◆ **PROMPT**
Reproduce verbatim only the line that holds "Where can you find the fog?" and the lines that follow it to the end of the listing.

◆ **DATA PROVIDED**
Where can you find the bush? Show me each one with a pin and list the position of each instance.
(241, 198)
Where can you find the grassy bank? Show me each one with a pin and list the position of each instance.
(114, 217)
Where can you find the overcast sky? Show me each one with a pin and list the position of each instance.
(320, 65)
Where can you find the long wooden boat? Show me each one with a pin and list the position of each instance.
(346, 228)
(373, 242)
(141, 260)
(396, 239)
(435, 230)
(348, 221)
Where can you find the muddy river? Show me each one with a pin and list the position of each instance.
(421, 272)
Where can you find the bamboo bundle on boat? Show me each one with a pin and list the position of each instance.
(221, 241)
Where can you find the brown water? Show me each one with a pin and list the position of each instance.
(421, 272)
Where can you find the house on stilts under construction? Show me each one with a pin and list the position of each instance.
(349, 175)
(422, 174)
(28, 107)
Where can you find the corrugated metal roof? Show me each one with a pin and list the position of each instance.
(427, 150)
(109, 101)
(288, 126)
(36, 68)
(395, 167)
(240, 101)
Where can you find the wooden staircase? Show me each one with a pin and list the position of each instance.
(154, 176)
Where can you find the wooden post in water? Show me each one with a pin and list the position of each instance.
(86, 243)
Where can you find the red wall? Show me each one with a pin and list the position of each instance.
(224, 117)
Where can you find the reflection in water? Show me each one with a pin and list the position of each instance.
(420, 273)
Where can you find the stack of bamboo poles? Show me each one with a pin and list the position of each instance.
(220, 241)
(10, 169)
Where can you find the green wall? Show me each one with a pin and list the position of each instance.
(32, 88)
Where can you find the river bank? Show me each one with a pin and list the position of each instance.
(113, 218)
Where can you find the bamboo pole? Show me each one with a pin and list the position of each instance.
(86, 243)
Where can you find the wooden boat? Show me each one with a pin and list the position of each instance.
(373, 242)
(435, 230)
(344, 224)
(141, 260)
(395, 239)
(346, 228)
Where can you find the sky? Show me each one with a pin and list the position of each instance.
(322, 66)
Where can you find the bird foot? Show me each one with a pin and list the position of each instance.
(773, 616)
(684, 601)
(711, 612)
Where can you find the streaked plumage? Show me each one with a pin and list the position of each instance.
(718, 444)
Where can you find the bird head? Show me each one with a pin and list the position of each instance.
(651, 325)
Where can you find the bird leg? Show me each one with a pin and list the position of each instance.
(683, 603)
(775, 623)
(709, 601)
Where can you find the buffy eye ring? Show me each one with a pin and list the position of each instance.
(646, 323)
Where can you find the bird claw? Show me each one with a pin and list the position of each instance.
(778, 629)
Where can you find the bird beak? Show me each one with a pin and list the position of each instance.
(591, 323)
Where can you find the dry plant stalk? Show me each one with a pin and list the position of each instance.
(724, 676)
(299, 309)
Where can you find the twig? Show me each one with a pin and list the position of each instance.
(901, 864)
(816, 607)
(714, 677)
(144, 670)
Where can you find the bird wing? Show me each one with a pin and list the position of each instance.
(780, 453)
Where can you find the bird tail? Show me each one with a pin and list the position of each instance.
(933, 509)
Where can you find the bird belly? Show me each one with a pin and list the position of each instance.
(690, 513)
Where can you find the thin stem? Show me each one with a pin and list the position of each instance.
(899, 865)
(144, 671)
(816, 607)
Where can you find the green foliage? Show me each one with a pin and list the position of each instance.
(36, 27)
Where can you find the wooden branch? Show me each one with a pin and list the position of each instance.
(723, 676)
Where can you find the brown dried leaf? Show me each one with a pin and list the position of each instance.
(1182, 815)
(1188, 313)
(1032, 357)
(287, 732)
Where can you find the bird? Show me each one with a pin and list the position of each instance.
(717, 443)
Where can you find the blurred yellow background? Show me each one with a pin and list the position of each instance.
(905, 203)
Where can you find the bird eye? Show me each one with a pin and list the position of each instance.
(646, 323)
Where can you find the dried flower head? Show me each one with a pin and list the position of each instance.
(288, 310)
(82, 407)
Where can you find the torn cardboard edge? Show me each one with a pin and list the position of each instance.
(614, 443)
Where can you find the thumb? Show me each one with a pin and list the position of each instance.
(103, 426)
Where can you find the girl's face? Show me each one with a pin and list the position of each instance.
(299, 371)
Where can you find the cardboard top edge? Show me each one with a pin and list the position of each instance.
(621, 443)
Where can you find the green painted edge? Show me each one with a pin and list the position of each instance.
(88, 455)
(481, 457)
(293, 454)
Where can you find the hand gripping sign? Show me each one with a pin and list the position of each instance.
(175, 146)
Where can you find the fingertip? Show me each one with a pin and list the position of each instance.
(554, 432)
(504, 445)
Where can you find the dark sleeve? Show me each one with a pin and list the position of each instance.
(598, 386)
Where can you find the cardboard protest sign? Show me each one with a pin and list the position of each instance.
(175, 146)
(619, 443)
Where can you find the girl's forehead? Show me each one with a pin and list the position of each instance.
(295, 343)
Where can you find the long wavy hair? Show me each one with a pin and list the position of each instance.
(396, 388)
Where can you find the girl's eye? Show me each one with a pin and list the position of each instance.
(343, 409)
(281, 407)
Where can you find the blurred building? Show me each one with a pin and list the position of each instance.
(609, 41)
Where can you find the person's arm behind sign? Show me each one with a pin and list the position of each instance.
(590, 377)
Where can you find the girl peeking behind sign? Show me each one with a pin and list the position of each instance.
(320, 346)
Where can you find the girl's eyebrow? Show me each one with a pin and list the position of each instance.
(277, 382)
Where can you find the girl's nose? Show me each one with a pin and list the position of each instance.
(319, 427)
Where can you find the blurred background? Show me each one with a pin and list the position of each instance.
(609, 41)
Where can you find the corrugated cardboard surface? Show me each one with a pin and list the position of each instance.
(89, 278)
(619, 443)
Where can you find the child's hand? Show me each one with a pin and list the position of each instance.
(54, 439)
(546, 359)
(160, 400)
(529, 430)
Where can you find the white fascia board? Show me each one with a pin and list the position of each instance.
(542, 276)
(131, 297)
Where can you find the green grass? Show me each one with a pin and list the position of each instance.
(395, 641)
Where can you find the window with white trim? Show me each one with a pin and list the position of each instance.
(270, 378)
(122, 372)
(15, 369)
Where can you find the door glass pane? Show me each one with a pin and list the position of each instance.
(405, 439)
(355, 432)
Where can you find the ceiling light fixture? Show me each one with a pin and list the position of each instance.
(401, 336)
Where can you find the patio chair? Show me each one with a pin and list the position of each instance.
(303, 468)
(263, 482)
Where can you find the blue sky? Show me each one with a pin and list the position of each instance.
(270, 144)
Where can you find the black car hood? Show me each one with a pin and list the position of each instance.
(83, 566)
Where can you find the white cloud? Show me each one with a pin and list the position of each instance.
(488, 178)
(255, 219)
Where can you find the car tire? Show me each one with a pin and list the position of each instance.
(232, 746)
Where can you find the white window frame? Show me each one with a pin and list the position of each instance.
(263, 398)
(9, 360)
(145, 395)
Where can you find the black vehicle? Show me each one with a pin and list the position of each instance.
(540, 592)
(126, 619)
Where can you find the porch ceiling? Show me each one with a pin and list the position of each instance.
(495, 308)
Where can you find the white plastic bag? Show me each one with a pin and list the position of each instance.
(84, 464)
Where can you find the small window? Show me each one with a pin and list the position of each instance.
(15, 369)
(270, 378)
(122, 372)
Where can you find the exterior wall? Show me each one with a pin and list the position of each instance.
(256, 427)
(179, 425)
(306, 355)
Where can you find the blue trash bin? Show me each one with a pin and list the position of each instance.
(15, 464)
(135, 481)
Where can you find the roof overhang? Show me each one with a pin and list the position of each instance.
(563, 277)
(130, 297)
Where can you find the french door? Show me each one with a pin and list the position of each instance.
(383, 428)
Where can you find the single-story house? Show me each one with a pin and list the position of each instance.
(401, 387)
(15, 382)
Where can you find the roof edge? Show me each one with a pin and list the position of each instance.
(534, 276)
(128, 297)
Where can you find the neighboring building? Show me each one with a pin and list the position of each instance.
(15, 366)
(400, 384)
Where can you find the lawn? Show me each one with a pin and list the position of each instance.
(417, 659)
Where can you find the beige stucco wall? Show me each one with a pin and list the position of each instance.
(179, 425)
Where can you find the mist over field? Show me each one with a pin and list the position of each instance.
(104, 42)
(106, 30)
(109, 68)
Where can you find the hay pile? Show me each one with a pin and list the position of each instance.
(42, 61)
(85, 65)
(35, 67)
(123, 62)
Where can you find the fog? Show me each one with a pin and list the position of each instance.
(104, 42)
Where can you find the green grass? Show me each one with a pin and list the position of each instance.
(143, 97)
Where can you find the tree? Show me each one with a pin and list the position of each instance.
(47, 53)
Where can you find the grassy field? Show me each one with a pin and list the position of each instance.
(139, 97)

◆ **RESPONSE TO THE EXERCISE**
Where can you find the fog? Show me each one with a pin and list the position of each instance.
(104, 42)
Where can you find the green grass? Show me each one with a pin and list the position of each instance.
(143, 97)
Where can you find the tree? Show me each one with a pin and list the position of each instance.
(47, 53)
Where can you find the grassy field? Show me each one with a pin and list the position of each instance.
(139, 97)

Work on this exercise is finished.